--- TASK BRIEF ---
In the message about Nature and taxonomy, what position does Donat Agosti give in his signature?

Who cares, whether the Linnaean Society will be the sole repository of
descriptions, as long as they are put into the public domain and deposited
at a stable locality - similar to the deposition of types.

Every systematists goal should be, that as many people read and even better
make use of their revision. In this regard, the action by Nature is great,
especially, if they allow to format the publications and descriptions in a
way, so that applications can be developed to retrieve information in
various ingenious ways.

Donat Agosti
Research Associate, American Museum of Natural History and Smithsonian
Institution
antbase.org


----- Original Message -----
From: "Bill Shear" <wshear at hams-hsc.HSC.EDU>
To: <TAXACOM at USOBI.ORG>
Sent: Thursday, June 06, 2002 5:07 PM
Subject: Re: NATURE to save taxonomy!


> I really like NATURE for its sincere attempt to balance its coverage of
all
> sciences, including systematics and paleontology, and for its sly sense of
> humor, reflected in the titles of its news articles and columns.  I like
it
> better than the morbidly serious and self-important SCIENCE.

--- SOURCE DATA ---
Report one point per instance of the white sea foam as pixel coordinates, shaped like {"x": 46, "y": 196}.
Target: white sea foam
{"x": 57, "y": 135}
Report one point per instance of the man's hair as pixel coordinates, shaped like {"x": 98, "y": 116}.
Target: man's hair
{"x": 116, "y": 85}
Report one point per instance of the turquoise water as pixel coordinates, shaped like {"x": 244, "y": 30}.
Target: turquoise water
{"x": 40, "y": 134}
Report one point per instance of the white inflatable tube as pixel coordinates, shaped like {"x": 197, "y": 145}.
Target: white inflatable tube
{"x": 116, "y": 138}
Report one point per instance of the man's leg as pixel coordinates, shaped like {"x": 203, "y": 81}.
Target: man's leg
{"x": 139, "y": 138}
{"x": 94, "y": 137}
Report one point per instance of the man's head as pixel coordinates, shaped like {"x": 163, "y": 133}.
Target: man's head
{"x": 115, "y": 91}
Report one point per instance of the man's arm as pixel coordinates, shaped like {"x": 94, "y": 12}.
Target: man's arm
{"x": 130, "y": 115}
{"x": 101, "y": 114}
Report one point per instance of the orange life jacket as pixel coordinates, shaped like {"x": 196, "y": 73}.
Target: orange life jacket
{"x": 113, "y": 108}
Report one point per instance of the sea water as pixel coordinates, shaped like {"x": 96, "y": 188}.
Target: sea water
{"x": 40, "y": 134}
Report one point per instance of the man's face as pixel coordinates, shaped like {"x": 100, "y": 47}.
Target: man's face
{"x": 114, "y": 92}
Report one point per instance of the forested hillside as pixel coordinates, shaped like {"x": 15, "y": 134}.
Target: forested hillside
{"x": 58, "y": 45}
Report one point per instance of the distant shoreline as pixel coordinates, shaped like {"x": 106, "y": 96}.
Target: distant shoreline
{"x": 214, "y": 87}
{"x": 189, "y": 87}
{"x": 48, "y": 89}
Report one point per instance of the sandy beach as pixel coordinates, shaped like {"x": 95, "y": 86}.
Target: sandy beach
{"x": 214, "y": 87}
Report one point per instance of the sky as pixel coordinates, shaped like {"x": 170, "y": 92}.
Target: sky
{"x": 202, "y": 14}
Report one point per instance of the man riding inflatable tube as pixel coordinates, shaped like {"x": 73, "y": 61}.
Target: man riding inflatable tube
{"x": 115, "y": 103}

--- SOLUTION TO THIS PROBLEM ---
Research Associate, American Museum of Natural History and Smithsonian Institution.